[Dataset items]

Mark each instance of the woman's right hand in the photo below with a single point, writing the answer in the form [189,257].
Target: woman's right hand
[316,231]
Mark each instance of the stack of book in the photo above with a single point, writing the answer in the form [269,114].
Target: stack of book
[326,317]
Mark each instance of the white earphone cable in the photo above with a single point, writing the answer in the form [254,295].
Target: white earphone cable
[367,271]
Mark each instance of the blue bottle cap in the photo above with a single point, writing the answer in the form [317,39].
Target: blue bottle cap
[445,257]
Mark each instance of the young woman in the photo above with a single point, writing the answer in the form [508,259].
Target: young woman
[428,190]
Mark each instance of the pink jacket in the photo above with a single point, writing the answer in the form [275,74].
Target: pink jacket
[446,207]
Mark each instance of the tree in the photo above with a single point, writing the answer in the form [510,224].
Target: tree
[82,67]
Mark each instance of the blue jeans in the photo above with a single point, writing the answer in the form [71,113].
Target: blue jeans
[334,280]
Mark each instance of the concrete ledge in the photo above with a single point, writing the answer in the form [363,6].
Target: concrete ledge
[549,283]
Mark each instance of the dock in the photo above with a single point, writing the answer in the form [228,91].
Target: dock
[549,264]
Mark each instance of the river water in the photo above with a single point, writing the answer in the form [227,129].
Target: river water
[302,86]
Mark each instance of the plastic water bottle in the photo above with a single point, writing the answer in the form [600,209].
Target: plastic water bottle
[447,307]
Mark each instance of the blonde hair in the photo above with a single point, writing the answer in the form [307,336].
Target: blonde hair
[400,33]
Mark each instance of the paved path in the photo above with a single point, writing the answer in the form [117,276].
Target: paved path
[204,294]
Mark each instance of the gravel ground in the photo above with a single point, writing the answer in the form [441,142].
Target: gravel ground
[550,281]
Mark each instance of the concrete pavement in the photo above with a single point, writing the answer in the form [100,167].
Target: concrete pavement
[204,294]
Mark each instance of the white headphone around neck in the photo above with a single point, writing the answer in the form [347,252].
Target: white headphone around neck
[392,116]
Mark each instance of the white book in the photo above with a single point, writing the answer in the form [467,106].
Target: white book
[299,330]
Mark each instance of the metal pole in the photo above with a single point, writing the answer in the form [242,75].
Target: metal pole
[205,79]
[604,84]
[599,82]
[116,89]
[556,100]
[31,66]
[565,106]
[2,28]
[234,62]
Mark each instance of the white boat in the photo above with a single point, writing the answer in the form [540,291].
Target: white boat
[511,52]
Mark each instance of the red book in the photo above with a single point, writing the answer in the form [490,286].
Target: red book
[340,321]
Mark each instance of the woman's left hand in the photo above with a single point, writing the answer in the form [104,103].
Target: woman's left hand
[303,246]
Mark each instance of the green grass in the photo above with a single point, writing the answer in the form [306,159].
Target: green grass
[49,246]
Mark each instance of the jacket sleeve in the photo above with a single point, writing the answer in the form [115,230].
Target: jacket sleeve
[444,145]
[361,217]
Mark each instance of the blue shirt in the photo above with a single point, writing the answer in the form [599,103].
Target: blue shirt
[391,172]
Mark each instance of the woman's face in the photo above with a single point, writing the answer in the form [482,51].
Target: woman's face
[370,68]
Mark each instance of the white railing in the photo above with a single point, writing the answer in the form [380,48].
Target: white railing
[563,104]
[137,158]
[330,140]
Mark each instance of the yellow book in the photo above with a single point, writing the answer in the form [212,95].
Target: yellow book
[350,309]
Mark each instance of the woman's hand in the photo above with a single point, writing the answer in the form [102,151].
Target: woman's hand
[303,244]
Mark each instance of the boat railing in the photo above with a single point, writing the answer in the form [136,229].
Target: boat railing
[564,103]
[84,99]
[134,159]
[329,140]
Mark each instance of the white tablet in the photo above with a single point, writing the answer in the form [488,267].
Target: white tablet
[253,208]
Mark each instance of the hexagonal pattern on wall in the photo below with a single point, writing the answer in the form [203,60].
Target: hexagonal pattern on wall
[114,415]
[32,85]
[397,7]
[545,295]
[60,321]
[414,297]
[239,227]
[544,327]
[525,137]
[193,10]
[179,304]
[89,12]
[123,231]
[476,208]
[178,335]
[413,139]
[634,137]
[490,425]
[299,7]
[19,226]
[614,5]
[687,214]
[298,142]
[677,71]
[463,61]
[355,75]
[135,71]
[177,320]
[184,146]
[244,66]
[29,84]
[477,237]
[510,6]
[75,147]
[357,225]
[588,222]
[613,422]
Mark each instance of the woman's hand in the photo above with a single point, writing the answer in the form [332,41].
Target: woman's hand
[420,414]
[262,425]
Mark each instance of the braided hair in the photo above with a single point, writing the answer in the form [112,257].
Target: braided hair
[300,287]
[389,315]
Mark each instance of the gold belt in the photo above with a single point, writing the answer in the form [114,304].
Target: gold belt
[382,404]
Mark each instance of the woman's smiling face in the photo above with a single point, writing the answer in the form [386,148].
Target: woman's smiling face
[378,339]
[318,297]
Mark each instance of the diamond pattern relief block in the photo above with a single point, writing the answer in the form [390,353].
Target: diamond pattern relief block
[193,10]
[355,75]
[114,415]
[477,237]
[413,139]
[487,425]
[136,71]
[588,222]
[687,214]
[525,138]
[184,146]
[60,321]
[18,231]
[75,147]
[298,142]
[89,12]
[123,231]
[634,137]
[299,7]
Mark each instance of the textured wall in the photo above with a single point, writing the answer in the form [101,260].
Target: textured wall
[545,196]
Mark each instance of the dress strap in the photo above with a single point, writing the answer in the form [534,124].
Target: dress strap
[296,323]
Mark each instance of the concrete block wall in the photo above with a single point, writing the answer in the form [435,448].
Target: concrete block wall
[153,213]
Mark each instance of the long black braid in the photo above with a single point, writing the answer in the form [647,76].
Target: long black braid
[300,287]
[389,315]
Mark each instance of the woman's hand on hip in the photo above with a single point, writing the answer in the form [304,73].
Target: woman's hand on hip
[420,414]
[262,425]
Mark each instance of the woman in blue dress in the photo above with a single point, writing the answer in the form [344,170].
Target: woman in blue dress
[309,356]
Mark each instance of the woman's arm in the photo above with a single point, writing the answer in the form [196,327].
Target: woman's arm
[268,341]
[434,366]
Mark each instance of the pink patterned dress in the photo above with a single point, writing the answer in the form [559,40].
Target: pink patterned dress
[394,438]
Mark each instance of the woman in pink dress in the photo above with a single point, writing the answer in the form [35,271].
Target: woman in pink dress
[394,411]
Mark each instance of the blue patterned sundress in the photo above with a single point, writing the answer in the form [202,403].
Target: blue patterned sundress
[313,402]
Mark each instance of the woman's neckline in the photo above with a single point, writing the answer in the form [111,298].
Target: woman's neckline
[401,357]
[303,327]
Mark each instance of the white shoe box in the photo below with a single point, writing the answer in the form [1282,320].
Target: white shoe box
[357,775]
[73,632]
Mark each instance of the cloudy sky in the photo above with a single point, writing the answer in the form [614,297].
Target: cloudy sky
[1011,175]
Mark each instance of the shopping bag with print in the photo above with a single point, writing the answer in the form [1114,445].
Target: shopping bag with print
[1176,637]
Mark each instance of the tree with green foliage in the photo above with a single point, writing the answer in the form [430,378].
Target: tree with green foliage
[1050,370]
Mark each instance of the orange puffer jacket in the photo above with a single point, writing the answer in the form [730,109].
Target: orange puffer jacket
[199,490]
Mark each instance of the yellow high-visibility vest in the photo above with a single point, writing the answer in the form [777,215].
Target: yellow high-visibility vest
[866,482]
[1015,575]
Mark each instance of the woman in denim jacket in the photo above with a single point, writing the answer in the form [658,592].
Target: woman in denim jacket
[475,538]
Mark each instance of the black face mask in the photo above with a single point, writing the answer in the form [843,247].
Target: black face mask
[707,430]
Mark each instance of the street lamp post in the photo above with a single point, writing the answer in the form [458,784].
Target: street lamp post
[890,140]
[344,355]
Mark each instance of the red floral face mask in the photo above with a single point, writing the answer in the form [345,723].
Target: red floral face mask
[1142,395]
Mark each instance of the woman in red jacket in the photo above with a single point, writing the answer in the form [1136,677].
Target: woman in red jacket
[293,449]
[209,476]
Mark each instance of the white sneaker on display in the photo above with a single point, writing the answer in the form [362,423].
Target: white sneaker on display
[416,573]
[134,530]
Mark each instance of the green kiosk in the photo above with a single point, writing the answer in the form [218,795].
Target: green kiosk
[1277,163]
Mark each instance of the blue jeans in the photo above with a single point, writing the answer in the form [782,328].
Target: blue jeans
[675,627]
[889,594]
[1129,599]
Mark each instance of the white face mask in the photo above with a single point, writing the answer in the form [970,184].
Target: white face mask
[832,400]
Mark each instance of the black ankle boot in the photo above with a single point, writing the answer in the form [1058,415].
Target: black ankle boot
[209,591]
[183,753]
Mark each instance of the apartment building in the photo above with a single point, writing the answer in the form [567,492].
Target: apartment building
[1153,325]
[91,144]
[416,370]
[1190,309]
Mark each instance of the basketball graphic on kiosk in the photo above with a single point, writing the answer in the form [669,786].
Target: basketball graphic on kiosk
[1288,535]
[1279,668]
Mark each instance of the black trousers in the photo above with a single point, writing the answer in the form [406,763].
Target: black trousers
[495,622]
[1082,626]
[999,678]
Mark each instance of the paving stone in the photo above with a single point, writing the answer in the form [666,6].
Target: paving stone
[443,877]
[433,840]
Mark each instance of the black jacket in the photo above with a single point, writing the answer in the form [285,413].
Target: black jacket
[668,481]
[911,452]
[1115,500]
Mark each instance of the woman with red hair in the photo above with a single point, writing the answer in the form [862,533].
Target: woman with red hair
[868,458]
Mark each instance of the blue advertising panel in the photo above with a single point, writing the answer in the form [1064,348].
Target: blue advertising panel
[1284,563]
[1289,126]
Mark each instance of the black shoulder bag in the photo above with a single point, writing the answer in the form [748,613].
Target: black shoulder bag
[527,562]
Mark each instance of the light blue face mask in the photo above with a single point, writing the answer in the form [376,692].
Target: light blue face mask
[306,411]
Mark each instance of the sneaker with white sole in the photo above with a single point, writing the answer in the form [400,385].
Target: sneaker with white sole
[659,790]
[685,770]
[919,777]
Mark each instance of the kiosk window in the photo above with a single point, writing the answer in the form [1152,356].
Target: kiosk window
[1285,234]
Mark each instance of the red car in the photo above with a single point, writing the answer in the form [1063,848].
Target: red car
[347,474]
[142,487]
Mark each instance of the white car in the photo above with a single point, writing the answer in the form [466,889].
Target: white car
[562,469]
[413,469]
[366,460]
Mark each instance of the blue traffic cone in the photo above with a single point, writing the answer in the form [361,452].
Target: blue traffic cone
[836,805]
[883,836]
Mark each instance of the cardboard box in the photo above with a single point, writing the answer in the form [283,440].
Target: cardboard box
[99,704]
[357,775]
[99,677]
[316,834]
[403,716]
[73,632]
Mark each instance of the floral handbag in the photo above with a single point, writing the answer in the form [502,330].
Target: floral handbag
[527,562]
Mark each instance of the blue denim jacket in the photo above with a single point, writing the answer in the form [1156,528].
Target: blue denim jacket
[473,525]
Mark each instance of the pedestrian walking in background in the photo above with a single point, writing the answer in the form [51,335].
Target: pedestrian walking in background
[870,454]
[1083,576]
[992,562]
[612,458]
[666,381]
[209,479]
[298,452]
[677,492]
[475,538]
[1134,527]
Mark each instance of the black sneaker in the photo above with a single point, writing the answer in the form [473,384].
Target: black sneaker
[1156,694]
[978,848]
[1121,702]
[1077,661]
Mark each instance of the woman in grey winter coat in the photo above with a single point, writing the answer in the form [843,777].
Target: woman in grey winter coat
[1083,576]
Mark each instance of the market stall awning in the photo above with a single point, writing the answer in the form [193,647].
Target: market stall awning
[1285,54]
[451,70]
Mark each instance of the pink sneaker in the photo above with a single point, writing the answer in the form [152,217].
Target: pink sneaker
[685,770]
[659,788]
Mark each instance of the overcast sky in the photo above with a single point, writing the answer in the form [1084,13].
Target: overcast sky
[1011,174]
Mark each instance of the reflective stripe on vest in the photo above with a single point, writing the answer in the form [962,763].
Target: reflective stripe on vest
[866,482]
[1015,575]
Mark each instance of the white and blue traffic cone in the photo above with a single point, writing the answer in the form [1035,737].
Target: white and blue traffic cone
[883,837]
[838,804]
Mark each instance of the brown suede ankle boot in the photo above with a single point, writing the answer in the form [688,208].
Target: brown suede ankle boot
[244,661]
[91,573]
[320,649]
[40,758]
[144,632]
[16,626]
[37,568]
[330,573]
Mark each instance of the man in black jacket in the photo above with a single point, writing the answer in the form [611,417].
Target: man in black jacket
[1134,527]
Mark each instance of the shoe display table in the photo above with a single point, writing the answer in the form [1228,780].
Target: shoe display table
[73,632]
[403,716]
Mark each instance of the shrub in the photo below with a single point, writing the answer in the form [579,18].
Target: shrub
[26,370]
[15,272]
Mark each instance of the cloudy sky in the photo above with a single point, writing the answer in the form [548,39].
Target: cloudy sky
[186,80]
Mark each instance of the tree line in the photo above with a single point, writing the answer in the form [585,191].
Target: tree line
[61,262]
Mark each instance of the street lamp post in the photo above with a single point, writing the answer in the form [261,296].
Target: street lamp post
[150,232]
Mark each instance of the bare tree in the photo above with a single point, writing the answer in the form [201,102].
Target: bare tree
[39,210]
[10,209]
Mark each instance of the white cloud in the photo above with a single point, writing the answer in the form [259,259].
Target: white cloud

Directions for this task =>
Scan the data for lines containing "below" and copy all of them.

Result of this task =>
Mark each instance of the woman's right hand in the photo below with a single point, writing the answer in the form [189,257].
Mark each instance of the hexagonal pattern on wall in the photo below with a single point, writing the answer in the form [203,60].
Mark each instance of the white shoe box in the photo below with a single point, writing the answer in the form [1282,320].
Mark each instance of the shrub in the photo below with a single point, writing the answer in the form [579,18].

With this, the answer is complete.